» Excerpt

I believe that biddability is directly relatable to the motivation (reward) inherent in the behaviour. If you are the most rewarding thing, than maybe you can say your dog is "biddable" from the get go. I have a velcro dog, so that could mean I have an incredibly biddable dog...but I truly am a far second to chasing the squirrel or the piece of natural balance I have in my treat sac.


----------



## Marsh Muppet (Nov 29, 2008)

KBLover said:


> Of course, it's said that some dogs "train their owners" - might in the same vein perhaps (and the owners may not realize it).


That may actually be more common than t'other way around. I see lots of dogs who have their owners extremely well trained, where said owners are completely unaware of how much control their dog is exerting on them. Not so many truly well trained dogs. All of which begs the musical question: _Who's Zoomin' Who?_

When people brag about how well they've trained their dog, I often challenge them to unclip the leash. I've gotten a lot of strange responses--up to and including: "It's cruel to let a dog off leash" (don't ask me)--but not so many people are willing to give it a go.


----------



## KarenJG (Jan 31, 2010)

I've always thought "biddable" meant "willing to be trained." But I don't know if there's a professional meaning that I'm missing here. And, to dig deeper into that, I guess by "willing to be trained," I mean a dog that looks to a person as a source of "stimulation" (whether intellectual challenge, or amusement or just playtime) as opposed to looking to the environment. I'm currently working with a Basset Hound foster dog. I wouldn't call her biddable, because she's way more interested in scent trails than anything I have to offer her - outside, at least. 

Yet, she IS trainable. We've done a lot of work inside, and have done some outside. I can occasionally get her attention off of whatever trail she's following, and I'm working to increase the frequency of that, and I expect that I will be able to do so. But, that won't make her "biddable" in my mind. That will just make her trained.


----------



## Shaina (Oct 28, 2007)

I am not a professional trainer... I train a great deal and I think about and study training even more, but I do it because I love it. I am blessed in that my dogs also love it, though it has taken a great deal of time and energy to get them to that point. 

Personally, my dogs' personalities are part of who they are. Training helps me bring that out and gives them the maximum potential to explore the world...for instance Kim and Webster are two of the only dogs I know of who are permitted in a store near my house, simply because they have proven themselves to be polite in public no matter what happens...from having a fish dropped on them to a child zipping around a corner and throwing herself on them...this obviously took training which results in their acting contrary to their natural inclinations. If they are safe (via management or training) I am happy. They seem to find exploring off leash and visiting new places/people extremely joyful experiences...so a level of training which enables them to do these things is worth pursuing to me, even if it infringes on their natural behaviors.

Any training is done using choice...it's just a matter of framing those choices and reducing options. I recognize that my methods of training are not foolproof, mostly due to my own shortcomings, and take steps to manage situations in which I am either not confident in the reliability of their responses or _in which I do not find "fixing" the behavior important_. I don't try to fit the dog to the mold...heck I don't have a mold and don't care to.

» Data drawn from a collection

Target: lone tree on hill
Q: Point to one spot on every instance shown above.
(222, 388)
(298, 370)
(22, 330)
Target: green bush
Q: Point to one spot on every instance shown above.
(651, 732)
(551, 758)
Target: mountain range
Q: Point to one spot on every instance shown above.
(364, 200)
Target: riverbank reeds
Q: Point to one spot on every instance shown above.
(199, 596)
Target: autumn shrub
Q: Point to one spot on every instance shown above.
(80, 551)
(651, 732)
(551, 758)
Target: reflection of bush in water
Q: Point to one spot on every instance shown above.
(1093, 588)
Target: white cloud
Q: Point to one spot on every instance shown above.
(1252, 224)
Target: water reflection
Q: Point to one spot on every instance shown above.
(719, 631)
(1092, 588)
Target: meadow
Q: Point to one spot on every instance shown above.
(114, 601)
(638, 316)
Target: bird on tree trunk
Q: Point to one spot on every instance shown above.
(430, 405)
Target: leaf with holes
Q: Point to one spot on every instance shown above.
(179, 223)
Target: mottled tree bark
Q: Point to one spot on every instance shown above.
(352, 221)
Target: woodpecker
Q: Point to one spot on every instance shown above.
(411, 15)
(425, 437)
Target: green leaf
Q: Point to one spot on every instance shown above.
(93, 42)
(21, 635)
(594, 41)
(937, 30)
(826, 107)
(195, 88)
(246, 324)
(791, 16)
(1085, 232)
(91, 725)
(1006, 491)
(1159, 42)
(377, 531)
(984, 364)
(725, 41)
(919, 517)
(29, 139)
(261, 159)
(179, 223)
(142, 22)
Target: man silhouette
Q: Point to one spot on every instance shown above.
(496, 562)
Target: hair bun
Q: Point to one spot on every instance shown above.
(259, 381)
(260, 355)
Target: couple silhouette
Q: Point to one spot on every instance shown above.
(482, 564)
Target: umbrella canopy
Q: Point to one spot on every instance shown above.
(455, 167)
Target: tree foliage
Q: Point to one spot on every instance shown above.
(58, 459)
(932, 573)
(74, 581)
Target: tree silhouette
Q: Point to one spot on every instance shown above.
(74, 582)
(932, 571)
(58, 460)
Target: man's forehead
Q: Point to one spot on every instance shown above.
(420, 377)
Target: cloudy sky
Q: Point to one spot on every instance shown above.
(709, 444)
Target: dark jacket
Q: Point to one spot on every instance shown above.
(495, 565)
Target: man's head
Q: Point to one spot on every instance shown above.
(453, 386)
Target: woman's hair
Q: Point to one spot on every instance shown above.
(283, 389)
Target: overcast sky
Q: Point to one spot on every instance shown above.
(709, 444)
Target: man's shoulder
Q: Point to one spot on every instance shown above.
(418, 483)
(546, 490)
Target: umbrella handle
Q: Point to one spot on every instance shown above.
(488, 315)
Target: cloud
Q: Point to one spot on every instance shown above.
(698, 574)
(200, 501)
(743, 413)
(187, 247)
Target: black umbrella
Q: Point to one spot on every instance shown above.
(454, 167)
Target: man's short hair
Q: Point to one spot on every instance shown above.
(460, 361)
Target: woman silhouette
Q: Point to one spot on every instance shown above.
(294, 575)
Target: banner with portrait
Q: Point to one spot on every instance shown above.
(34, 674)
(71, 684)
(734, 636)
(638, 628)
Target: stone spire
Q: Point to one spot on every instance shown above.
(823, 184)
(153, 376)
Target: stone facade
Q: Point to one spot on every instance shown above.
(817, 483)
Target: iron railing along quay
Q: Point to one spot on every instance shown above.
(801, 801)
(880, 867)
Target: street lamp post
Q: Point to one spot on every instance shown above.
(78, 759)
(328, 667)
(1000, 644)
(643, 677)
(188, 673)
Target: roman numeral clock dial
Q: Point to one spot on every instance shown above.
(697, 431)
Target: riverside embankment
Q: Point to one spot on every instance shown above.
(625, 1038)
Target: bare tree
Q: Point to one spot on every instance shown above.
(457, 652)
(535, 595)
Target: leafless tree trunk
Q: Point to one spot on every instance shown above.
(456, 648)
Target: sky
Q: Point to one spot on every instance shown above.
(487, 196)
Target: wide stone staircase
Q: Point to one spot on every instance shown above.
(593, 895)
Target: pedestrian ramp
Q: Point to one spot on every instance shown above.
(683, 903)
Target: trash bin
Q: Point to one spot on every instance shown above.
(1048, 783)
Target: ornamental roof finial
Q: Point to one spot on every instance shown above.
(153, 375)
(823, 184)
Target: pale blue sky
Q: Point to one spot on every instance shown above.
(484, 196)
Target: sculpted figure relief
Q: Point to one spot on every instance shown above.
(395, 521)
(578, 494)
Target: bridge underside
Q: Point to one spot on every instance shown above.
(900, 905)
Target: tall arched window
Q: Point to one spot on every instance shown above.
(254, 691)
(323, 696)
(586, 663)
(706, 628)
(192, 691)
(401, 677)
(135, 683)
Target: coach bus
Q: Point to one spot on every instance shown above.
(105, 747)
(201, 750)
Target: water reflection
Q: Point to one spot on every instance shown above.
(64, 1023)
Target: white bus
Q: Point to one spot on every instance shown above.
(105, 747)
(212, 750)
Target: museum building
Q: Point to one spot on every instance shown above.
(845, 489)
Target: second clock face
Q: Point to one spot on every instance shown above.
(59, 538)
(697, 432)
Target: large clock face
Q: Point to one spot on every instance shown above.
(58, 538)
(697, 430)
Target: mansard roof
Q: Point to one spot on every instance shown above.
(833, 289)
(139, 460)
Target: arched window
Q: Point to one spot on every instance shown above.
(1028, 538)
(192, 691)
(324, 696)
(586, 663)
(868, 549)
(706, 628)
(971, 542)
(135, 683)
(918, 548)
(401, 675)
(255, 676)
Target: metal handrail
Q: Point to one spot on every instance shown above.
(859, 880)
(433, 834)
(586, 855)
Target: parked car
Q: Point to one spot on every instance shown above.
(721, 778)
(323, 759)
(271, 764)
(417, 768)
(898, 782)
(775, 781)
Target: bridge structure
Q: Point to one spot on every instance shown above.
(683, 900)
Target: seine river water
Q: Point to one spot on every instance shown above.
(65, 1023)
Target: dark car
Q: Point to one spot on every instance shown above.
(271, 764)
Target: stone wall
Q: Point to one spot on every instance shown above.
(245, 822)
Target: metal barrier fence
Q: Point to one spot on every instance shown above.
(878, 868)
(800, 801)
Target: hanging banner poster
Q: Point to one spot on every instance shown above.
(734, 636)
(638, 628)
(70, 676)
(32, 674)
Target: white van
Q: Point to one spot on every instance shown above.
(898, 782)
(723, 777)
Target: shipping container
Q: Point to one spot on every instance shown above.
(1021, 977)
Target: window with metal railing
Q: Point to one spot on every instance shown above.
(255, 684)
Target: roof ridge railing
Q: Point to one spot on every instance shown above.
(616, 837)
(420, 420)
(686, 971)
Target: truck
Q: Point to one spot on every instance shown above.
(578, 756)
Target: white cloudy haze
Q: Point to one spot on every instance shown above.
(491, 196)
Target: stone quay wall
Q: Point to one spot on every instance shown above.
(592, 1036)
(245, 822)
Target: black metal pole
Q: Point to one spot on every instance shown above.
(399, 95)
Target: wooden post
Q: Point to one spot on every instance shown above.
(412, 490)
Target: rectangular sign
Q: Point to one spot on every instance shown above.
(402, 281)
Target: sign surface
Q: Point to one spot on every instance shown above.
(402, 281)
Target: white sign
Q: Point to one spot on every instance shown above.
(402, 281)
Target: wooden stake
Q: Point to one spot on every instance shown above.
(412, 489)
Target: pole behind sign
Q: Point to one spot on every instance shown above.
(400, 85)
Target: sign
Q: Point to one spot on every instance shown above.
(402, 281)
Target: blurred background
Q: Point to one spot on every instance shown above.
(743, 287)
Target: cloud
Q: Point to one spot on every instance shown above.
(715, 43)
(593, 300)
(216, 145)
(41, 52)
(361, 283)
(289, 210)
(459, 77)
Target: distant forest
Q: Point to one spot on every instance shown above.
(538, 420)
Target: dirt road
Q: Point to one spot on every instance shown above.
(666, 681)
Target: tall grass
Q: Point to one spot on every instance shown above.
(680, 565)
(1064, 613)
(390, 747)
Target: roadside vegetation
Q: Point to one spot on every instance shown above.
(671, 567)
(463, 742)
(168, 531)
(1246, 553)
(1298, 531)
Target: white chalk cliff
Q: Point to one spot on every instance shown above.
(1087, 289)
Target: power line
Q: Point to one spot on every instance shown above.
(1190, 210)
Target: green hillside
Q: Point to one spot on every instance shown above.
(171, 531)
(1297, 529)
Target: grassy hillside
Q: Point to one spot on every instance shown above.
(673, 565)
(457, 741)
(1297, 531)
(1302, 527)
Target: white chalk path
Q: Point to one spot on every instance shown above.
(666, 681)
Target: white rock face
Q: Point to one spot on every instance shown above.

» Job
Please give the part of the thread on biddability that opens with the words containing "I've always thought" and closes with "outside, at least." again, swapping "Basset Hound" for "Beagle".

» The reply
I've always thought "biddable" meant "willing to be trained." But I don't know if there's a professional meaning that I'm missing here. And, to dig deeper into that, I guess by "willing to be trained," I mean a dog that looks to a person as a source of "stimulation" (whether intellectual challenge, or amusement or just playtime) as opposed to looking to the environment. I'm currently working with a Beagle foster dog. I wouldn't call her biddable, because she's way more interested in scent trails than anything I have to offer her - outside, at least.